■ **Your assignment**: Look through the data below. Pick out the lines holding the string "roof".

■ **Supplied data**:
-----

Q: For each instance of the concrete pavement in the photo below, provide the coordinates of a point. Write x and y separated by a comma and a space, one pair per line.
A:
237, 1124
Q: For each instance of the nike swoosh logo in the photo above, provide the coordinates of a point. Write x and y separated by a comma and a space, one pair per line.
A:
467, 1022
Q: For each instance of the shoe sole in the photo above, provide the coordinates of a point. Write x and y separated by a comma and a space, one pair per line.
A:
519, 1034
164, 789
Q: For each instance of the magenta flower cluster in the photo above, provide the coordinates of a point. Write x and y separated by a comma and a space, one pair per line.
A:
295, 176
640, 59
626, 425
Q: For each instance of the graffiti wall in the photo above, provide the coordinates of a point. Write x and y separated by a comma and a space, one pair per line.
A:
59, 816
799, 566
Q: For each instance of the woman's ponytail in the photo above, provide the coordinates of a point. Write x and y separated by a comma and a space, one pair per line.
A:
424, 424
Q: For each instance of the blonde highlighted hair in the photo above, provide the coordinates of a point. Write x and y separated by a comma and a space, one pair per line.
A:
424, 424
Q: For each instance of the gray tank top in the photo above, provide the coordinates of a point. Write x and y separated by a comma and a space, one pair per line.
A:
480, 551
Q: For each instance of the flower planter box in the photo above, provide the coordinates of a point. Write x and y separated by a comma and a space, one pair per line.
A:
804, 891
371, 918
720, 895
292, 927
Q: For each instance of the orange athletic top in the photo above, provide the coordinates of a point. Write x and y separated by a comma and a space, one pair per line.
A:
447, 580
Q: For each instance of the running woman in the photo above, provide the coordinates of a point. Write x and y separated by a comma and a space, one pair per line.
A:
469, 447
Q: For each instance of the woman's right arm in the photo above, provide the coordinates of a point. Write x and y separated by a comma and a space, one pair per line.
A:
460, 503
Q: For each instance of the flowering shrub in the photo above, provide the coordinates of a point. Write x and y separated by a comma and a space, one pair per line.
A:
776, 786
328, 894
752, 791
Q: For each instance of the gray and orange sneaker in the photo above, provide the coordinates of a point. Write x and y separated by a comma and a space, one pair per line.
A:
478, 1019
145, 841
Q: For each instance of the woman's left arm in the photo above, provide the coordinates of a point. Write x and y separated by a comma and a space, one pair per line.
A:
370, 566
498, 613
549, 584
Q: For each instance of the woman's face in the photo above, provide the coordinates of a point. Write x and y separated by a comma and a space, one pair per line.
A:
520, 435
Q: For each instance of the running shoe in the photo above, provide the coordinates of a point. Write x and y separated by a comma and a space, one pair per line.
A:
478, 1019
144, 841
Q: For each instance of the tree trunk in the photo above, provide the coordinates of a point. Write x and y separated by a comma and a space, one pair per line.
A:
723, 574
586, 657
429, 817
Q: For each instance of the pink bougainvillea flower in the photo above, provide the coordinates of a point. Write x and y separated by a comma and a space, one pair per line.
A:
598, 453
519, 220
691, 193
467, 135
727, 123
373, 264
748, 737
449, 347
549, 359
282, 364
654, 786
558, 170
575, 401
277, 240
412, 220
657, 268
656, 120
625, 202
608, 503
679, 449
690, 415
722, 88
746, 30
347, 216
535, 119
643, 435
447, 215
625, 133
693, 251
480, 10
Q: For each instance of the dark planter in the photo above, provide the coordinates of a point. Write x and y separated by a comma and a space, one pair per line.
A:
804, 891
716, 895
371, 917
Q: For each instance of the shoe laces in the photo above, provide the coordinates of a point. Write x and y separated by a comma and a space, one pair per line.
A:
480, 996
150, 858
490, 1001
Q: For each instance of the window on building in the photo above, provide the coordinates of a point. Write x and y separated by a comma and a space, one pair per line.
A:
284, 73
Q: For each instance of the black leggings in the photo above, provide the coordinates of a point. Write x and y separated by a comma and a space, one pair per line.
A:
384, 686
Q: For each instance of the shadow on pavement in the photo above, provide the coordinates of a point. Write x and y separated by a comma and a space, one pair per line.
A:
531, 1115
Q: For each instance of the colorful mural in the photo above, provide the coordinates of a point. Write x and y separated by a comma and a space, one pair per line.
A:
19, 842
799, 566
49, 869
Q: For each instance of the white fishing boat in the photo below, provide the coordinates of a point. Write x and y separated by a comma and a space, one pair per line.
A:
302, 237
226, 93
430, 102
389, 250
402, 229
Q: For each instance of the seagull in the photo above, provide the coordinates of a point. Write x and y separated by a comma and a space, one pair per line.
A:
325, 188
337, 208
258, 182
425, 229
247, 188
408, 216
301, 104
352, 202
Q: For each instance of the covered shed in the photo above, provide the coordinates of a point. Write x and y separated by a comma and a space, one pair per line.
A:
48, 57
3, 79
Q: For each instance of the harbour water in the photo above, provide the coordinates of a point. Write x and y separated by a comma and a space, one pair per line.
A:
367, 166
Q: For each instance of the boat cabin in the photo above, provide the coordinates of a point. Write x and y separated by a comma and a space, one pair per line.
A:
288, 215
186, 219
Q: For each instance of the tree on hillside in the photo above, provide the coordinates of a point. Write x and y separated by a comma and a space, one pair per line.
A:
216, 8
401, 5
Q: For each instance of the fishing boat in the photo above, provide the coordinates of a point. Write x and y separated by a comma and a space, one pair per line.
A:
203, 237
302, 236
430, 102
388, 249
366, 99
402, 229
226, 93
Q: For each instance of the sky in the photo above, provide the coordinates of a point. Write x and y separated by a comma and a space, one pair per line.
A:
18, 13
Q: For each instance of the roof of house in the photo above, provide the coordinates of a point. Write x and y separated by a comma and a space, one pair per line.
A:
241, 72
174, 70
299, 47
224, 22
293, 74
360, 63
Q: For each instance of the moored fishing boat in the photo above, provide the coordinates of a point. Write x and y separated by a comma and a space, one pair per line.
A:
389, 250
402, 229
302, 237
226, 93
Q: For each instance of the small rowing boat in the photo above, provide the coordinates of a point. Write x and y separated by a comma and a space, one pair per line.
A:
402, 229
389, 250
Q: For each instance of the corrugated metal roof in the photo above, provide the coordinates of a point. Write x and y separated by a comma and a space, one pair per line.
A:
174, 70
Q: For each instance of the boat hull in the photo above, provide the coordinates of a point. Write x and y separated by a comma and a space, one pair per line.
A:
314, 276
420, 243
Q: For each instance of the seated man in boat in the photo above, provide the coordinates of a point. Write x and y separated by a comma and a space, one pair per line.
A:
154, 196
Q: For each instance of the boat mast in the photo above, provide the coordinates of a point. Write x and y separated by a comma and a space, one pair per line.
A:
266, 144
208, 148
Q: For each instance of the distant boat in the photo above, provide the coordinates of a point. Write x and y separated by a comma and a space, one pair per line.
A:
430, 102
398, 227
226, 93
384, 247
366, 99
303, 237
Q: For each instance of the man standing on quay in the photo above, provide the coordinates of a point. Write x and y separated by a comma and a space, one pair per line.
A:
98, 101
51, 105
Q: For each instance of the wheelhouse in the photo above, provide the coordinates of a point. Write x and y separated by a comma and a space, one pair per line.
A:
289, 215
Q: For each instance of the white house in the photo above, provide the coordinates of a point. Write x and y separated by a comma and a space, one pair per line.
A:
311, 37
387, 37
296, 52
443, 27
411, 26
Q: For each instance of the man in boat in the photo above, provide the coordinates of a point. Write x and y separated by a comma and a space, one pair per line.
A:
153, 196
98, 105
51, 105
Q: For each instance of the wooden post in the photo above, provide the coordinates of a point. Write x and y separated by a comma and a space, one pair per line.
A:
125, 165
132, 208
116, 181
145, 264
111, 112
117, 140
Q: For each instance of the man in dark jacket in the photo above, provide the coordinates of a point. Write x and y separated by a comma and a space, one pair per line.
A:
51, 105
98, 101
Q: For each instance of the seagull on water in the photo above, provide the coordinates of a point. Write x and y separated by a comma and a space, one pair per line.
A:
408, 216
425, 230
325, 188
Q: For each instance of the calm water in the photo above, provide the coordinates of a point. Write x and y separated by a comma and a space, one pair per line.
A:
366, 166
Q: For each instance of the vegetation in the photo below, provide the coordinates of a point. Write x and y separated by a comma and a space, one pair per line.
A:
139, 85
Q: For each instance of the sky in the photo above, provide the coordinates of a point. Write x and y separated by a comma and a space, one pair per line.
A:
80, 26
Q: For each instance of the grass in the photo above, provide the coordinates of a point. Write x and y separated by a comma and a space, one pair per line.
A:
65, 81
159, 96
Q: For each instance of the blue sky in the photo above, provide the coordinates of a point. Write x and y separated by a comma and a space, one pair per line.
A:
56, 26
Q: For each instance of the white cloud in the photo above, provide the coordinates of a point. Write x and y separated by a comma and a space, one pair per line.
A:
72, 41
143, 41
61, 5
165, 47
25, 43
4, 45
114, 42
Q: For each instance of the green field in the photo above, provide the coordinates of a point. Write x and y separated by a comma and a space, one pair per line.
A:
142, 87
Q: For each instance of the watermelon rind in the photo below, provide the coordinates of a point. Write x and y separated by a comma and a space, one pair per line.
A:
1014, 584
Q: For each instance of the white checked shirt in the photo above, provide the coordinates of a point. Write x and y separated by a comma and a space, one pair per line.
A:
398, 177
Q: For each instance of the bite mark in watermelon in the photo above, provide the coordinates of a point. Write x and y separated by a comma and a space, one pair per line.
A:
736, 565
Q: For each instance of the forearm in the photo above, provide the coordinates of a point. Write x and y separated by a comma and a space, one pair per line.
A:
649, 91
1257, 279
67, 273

-----

■ **Response to the exercise**:
Q: For each instance of the roof of house in the photo above, provide the coordinates of a point. Write x and y separated by a comma and a space, one pair per line.
Q: For each instance of the corrugated metal roof in the photo above, provide the coordinates of a point. Write x and y separated by a comma and a space, one pair per line.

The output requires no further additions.